THE TASK:
Return exactly the span of lines that opens with the line containing "Question. Identify every instance of the bee in" and closes with the last line of the data, inclusive.
=== TASK INPUT ===
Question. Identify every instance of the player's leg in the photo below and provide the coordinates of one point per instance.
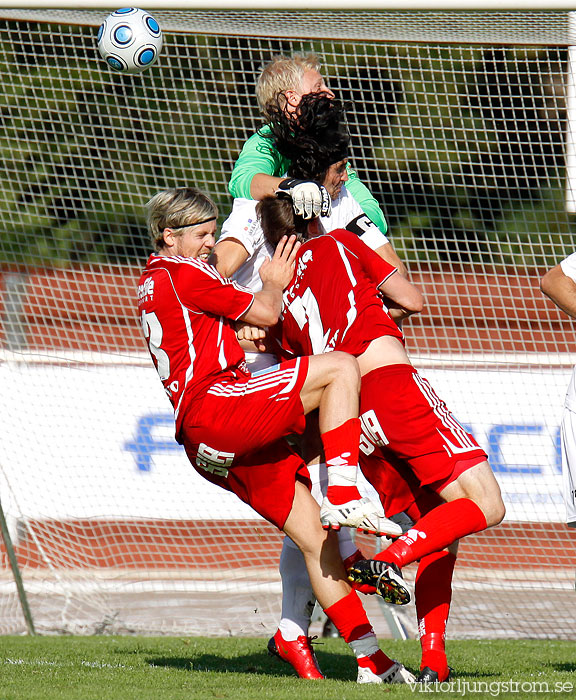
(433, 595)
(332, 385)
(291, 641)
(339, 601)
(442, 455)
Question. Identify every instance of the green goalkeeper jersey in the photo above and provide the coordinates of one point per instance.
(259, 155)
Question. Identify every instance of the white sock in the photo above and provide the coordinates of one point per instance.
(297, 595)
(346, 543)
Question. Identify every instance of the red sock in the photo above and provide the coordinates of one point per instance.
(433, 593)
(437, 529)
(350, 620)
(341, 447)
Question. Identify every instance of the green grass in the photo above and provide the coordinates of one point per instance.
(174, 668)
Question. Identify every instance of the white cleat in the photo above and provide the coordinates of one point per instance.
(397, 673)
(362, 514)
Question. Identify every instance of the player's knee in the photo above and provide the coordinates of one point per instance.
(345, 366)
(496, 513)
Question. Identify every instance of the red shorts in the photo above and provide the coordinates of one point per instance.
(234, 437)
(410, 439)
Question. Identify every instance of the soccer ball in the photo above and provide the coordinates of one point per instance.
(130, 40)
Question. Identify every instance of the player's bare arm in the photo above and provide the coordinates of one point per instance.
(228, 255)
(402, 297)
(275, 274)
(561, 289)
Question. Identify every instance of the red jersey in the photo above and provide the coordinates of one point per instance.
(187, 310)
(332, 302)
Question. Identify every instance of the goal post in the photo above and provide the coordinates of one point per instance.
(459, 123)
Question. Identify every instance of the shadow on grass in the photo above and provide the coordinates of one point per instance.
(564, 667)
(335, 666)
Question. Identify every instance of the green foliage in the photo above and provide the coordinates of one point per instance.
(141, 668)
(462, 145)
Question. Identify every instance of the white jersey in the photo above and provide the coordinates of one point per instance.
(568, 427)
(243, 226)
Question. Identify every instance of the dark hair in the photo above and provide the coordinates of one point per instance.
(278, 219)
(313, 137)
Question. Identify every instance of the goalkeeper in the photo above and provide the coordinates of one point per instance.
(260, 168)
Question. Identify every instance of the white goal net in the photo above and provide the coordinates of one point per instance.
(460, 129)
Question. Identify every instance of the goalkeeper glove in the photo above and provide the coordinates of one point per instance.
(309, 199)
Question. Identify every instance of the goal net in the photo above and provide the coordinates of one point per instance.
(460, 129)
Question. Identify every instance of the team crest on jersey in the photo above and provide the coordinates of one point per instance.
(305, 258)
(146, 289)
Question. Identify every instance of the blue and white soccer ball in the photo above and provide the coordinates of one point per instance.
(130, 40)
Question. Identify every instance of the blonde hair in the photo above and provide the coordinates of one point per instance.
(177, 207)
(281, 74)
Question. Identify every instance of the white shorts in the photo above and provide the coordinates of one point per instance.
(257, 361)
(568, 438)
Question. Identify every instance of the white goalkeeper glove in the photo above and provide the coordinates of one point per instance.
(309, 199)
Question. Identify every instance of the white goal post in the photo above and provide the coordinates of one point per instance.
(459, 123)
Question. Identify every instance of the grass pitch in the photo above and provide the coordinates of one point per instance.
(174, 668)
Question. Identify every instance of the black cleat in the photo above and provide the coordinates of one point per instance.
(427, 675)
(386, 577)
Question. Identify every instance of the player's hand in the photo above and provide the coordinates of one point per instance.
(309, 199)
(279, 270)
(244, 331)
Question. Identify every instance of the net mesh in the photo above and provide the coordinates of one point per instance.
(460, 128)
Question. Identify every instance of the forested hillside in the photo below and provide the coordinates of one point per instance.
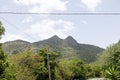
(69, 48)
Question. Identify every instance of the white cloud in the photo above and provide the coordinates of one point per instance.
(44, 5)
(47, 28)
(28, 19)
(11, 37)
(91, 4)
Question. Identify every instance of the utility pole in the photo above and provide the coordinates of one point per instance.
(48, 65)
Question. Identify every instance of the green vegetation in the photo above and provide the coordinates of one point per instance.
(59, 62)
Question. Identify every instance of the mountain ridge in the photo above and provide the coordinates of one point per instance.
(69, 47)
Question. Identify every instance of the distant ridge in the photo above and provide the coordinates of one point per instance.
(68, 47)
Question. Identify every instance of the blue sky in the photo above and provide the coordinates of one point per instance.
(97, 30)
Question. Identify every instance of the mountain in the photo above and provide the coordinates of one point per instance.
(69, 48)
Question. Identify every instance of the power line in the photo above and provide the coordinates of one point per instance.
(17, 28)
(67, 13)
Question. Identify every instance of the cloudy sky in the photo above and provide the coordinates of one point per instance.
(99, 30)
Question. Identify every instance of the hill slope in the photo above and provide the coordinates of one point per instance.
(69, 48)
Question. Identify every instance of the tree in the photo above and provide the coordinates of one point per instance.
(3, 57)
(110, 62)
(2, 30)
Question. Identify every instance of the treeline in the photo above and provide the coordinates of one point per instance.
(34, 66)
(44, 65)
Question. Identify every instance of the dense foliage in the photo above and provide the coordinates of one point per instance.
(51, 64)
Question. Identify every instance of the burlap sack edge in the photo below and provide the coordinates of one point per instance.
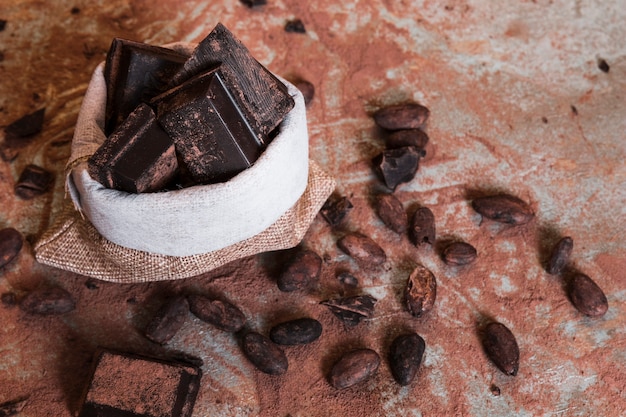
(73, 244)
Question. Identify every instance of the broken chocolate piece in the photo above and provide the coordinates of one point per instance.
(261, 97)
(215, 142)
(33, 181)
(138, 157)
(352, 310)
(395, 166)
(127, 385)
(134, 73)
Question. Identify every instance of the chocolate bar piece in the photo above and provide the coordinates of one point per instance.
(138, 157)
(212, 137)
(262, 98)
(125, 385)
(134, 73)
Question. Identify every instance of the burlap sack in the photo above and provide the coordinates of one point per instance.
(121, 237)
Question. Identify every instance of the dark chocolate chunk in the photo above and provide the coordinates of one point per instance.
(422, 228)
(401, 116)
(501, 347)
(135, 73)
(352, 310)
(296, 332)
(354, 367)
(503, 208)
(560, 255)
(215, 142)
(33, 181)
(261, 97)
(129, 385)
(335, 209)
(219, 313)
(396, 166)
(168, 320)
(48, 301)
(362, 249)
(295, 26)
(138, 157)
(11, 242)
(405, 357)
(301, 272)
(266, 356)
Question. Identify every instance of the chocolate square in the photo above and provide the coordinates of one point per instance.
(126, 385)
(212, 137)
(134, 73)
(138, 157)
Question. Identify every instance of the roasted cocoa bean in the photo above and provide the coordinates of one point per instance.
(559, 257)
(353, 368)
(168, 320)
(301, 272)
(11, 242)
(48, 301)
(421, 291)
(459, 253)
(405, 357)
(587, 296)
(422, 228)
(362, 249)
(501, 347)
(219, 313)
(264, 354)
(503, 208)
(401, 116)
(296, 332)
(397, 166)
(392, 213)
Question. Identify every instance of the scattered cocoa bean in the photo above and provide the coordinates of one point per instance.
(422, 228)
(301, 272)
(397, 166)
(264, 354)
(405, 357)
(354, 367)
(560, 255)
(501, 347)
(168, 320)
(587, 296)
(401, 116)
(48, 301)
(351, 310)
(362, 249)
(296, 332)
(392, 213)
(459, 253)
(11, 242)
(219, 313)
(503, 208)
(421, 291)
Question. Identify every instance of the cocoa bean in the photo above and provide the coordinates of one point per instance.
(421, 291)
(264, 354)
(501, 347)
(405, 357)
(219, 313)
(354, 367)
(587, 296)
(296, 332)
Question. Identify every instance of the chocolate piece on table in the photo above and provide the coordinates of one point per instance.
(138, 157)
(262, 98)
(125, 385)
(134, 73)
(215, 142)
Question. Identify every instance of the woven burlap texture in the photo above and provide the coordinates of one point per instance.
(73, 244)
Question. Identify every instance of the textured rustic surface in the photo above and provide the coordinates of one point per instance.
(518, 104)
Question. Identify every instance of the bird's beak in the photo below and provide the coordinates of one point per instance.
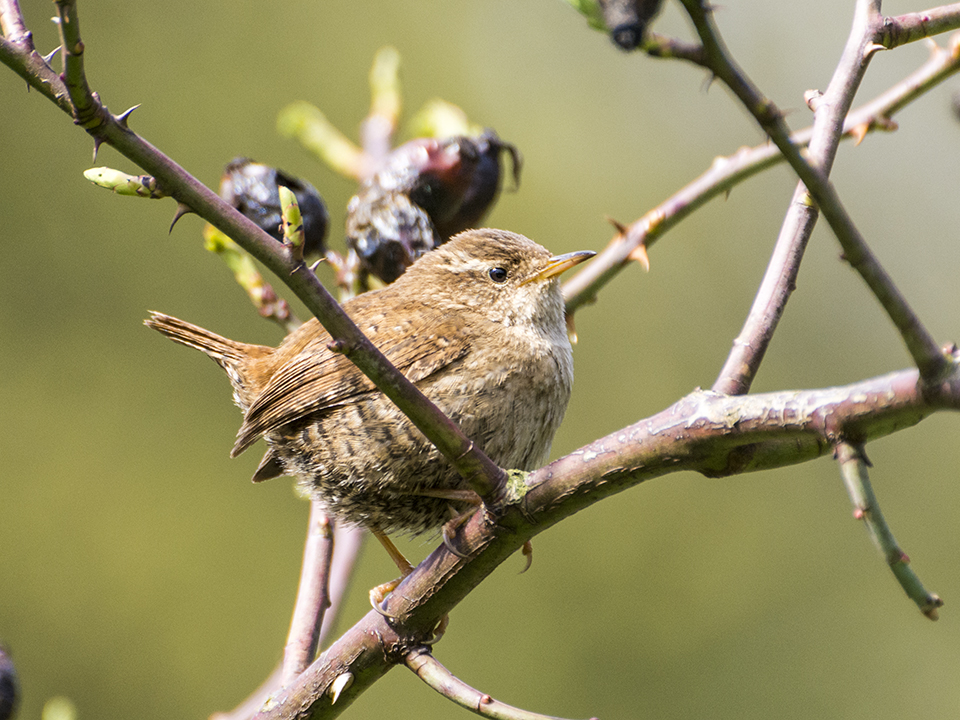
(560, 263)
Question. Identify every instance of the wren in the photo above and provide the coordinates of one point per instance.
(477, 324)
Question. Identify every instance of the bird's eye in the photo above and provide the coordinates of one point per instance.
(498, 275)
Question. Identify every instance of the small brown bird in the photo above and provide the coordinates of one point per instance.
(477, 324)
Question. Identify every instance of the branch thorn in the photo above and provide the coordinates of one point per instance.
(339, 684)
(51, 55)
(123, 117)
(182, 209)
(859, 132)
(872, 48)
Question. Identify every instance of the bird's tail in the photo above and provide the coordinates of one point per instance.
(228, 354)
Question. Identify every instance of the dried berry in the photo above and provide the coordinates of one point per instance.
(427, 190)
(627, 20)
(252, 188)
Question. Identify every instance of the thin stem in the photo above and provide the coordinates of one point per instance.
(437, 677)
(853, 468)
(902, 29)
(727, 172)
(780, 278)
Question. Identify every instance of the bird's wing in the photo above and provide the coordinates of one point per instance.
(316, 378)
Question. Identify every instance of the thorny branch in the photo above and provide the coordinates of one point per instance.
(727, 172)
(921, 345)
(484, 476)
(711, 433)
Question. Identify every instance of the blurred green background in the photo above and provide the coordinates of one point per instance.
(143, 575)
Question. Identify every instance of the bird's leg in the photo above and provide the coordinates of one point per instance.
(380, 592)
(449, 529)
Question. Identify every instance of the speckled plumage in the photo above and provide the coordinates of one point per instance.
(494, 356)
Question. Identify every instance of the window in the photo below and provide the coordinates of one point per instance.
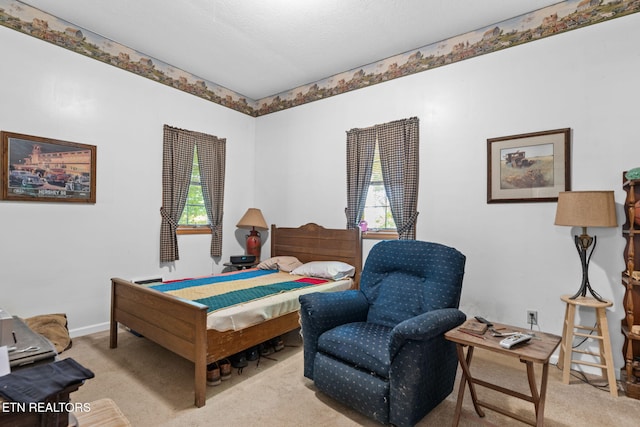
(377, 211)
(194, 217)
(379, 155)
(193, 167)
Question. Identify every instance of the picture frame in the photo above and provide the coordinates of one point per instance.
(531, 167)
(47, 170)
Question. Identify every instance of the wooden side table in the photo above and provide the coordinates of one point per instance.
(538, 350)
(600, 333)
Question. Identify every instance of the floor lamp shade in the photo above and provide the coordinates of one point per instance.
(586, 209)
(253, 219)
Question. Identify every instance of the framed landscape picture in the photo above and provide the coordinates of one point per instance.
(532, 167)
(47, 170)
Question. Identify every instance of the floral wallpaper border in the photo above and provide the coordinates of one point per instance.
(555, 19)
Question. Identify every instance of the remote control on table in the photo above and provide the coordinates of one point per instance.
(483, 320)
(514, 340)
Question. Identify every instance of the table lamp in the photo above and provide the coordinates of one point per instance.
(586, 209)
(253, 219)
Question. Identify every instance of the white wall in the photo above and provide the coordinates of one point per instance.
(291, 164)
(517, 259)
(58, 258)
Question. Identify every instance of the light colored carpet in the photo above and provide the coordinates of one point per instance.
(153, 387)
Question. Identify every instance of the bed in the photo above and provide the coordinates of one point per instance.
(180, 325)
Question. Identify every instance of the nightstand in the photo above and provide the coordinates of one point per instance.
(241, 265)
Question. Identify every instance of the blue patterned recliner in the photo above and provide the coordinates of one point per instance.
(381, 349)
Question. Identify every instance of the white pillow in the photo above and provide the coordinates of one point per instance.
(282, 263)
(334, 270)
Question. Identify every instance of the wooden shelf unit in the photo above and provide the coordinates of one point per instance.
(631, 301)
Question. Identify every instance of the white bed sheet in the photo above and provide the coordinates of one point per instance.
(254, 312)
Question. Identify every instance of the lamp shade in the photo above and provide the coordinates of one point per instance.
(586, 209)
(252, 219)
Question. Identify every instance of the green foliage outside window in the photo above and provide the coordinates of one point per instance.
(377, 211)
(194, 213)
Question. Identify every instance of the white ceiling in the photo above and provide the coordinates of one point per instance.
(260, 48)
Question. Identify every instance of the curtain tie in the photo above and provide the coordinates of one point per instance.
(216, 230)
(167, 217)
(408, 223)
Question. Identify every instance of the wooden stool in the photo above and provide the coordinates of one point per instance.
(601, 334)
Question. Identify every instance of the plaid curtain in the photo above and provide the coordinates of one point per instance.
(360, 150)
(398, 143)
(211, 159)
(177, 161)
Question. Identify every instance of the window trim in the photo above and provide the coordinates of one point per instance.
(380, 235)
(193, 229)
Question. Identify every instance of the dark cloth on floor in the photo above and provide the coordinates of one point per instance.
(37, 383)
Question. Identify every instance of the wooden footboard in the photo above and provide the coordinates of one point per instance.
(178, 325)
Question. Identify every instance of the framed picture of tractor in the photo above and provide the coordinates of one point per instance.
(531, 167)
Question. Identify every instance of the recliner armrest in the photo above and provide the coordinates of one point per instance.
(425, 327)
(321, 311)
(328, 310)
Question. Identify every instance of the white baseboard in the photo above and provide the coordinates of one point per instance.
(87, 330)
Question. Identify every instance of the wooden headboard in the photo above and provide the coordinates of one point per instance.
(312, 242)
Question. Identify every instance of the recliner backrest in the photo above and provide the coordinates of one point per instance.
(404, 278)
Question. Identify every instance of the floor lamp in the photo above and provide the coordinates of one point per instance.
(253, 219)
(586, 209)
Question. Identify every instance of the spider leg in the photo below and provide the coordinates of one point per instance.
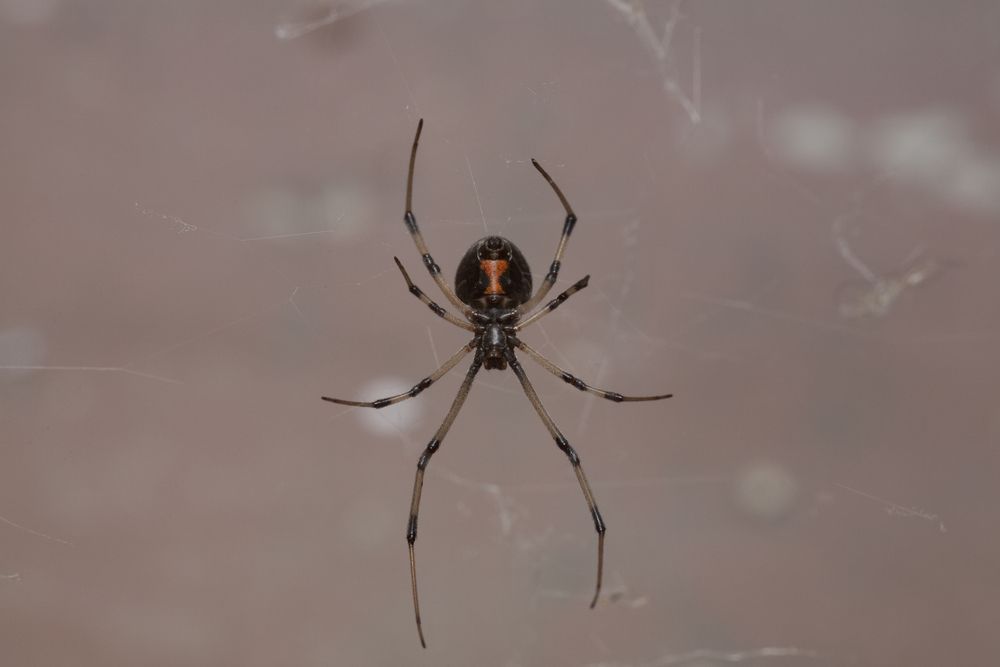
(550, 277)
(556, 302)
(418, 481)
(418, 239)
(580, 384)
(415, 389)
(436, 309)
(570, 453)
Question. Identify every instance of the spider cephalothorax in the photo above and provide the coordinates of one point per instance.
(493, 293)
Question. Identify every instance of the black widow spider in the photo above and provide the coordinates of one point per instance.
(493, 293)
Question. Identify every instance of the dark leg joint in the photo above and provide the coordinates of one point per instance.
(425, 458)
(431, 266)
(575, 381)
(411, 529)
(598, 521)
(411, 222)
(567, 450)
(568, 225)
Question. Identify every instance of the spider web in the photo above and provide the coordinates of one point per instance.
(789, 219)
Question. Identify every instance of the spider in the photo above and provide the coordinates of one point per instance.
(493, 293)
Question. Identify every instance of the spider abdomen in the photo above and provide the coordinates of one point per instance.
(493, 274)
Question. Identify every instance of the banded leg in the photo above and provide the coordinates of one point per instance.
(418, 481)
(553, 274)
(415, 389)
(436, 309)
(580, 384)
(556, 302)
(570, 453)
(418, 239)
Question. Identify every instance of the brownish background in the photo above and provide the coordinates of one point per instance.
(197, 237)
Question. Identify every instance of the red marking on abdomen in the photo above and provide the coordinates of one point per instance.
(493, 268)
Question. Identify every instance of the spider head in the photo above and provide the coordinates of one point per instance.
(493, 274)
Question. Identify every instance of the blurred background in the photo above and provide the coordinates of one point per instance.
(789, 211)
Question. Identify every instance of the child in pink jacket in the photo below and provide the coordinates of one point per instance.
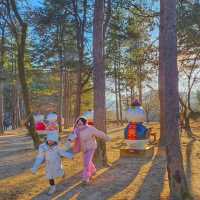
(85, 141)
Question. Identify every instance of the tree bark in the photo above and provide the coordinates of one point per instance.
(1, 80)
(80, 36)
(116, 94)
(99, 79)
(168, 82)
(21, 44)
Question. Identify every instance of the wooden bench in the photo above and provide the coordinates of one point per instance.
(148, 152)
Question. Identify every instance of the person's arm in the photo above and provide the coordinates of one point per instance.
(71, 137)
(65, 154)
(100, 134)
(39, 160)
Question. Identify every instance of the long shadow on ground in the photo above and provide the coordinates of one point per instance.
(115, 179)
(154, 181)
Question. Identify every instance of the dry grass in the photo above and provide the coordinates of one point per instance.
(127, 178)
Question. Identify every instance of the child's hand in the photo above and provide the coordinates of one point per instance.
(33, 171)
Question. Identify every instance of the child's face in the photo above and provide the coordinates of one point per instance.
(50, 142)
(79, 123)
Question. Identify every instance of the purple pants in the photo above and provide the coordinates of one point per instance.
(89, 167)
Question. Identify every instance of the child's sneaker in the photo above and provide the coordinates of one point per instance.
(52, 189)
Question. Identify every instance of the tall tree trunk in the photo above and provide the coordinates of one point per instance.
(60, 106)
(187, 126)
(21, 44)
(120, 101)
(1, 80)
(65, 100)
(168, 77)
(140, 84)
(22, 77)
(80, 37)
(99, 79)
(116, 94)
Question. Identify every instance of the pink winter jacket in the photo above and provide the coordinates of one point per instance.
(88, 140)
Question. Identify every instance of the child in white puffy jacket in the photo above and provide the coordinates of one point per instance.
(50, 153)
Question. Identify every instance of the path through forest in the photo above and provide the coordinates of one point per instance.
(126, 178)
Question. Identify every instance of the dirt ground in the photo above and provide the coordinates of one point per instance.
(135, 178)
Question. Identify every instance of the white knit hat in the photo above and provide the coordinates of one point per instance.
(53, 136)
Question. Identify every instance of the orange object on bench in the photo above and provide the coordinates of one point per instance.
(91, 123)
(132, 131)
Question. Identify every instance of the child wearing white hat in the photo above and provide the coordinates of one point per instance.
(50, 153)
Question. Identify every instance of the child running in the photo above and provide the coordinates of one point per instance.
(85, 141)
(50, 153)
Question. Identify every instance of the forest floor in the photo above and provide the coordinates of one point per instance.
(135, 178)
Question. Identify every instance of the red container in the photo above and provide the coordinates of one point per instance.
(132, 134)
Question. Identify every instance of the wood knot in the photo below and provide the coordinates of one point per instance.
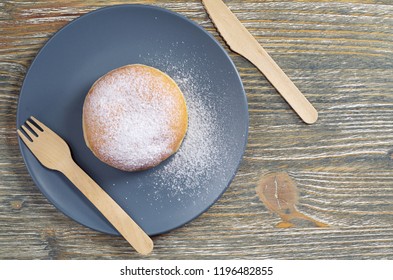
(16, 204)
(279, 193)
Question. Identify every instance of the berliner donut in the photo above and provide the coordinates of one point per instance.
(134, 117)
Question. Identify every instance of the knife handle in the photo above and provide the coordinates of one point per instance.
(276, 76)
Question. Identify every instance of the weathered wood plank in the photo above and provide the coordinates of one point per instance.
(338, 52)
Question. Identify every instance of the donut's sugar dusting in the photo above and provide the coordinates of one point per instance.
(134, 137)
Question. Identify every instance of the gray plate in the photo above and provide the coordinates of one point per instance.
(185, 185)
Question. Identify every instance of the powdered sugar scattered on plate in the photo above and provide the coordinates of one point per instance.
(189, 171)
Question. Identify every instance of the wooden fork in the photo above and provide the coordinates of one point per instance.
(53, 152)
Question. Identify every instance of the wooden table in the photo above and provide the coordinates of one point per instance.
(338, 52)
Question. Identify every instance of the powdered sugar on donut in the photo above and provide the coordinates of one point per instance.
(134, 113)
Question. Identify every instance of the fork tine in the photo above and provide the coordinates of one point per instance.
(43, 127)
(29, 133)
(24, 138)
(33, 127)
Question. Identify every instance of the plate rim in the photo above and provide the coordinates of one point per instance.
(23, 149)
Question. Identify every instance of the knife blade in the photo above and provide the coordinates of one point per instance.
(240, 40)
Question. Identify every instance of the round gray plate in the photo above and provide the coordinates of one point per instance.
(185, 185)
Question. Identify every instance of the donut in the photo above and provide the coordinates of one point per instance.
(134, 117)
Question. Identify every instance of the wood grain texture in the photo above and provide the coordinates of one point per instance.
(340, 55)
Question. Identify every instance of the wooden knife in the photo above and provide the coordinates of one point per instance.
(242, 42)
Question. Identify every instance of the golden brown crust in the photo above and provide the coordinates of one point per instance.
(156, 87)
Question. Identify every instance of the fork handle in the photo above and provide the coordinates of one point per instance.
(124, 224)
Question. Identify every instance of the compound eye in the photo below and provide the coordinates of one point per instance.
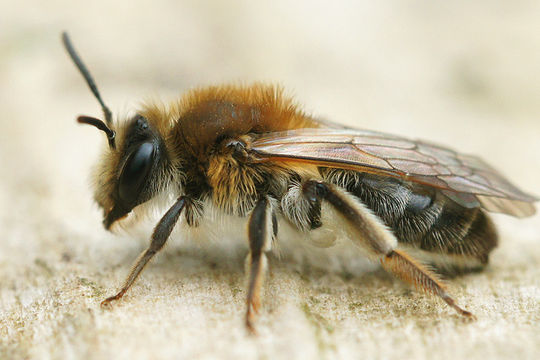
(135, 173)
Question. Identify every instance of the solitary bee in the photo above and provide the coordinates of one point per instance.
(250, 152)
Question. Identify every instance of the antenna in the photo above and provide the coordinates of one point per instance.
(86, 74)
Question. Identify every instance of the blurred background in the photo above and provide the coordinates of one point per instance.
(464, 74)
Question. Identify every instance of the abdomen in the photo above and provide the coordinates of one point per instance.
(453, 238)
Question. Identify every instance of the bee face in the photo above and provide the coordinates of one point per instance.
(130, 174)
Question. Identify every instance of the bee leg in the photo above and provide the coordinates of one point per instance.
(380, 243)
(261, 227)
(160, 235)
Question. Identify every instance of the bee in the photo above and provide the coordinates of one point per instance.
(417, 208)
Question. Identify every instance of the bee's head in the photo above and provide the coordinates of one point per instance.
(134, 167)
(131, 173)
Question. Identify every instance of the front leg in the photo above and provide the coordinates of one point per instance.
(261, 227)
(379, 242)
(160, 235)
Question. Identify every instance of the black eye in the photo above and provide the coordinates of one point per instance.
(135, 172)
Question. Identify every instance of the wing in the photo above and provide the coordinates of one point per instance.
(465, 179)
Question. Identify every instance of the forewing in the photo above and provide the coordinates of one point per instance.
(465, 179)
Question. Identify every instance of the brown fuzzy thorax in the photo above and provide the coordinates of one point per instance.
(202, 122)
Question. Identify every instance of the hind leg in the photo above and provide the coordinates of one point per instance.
===
SOLUTION FOR THIS TASK:
Question. Identify every instance of the bee in the photo above and provide the coordinates of one point per instance.
(417, 208)
Question. Identify every instance of the bee's head in the photo above and provide the coordinates of one point per instance.
(134, 167)
(131, 173)
Question. Identify every instance of the front leg in the photo above and provide the coordinates of one point per instance.
(261, 227)
(379, 242)
(160, 235)
Question. Identify every instance of the black eye in the photo above and provide the coordinates of one point per instance.
(135, 172)
Question. Identify every instance of the wing in the photo above and provide the coordinates of one point per instance.
(465, 179)
Question. Identify every instance of the forewing in the photo above and provide the coordinates of one point per instance.
(465, 179)
Question. Identify every instance of the brown fuzzy thorax in the photo above and provide the coordinates of one point per instance.
(202, 122)
Question. Identify every instance of the hind leg in the photo above and provide the coordinates of one point per instance.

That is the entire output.